SOURCE EXCERPT
13 points by HerrmannM 2397 days ago
When I learned C++ 10 years ago, we had a textbook basically teaching C++ through design patterns. I remember them to be mentioned quite regularly, including in job offers. Nowadays, they don't seem as big as they used to be, and I did not hear about them for a while. What is your recent experience with them? Are they still a thing?
4 comments

Everyone was still off inventing their own wheel 10-15 years ago. Today, most languages provide libraries that cover the majority of the use cases for which you would have written your own implementation of a design pattern. To add to this, languages have shifted towards providing functional programming extensions that move away from the OOP perspective on design patterns to a functional one.

In a sense, design patterns are everywhere. Some easy examples: each time you use a foreach, you are using the iterator pattern. If you use filter or Where on a collection, you are using a visitor pattern implementation.

I would add that people are coming to realize that SOLID principles lead to code that is easier to write, reason about, and maintain. Whereas the GoF patterns were the right knowledge 10 years ago, SOLID principles are the right knowledge for today.

SHORT EXERCISE A
Answer these questions from the forum thread:
(i) How many years ago did the poster learn C++?
(ii) Which pattern is used each time a foreach is used?
(iii) Which principles are called the right knowledge for today?
The forum thread and the listing are separate material with no connection to each other.

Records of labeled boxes

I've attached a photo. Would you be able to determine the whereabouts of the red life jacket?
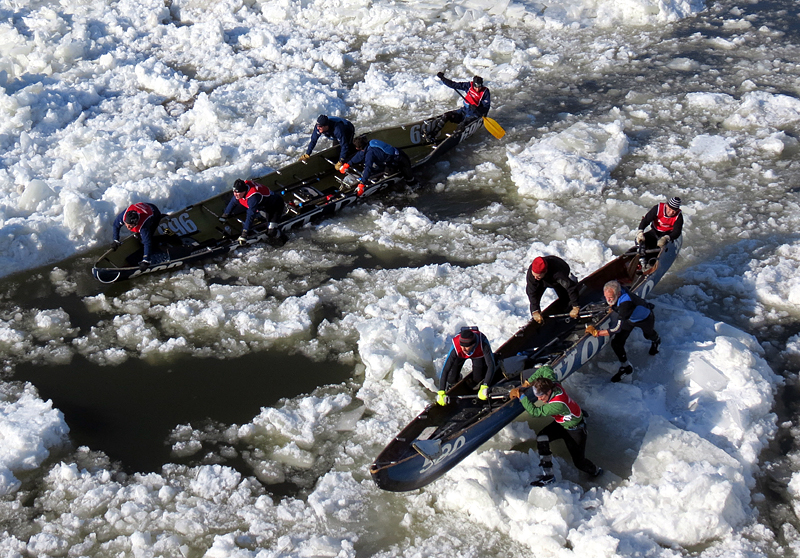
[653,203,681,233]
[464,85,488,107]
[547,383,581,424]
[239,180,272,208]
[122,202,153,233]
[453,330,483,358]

==

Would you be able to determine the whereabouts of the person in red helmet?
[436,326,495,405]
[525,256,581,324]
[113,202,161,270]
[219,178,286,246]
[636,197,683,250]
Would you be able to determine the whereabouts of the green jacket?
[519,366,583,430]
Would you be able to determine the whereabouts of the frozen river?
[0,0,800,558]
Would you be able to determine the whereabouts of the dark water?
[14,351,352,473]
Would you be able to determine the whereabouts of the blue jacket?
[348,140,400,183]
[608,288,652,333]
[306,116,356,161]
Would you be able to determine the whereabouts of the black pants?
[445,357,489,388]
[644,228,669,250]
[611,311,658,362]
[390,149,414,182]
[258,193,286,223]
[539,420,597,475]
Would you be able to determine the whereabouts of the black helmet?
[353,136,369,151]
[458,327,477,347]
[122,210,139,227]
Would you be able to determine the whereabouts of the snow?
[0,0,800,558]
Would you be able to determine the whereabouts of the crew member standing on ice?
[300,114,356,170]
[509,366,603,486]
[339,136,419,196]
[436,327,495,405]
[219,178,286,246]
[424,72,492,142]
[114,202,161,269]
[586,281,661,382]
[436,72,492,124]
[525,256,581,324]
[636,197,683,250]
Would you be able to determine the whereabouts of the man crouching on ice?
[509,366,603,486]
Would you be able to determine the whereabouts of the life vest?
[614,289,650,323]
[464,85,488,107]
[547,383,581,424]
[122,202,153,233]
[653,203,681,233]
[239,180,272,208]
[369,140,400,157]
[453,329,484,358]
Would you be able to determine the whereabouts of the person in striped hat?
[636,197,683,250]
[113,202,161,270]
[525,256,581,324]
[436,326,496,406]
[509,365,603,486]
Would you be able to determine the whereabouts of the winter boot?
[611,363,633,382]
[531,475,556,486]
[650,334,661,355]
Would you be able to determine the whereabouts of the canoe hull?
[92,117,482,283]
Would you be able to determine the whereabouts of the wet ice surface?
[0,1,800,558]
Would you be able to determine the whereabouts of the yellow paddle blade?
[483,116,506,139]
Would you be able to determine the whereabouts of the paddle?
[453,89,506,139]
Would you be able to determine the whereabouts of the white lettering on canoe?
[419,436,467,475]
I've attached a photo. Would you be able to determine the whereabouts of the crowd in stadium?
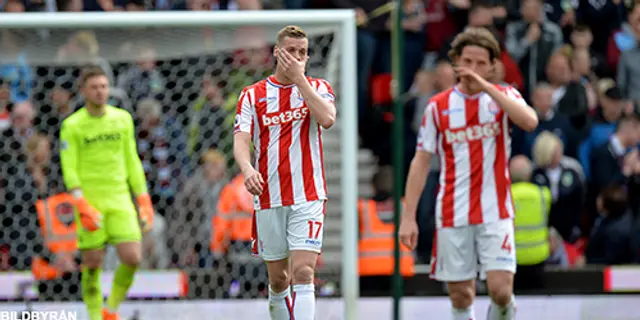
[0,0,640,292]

SHORT EXERCISE B
Rescale the listing from the line with "Would you be able to determine the whereabouts of the life" to the line with "[453,329,484,358]", both ends included. Write out every line again, with the request kept as is, and multiply each box coordinate by 0.7, rounding to whole numbers with halves rounded up. Give only those lines.

RESPONSE A
(i) 10 years ago
(ii) The iterator pattern
(iii) SOLID principles

RESPONSE B
Would you be able to determine the whereabouts of the life vest?
[430,202,455,226]
[325,60,342,75]
[383,268,407,297]
[85,141,107,163]
[457,142,477,163]
[167,126,190,146]
[258,98,280,110]
[317,230,339,251]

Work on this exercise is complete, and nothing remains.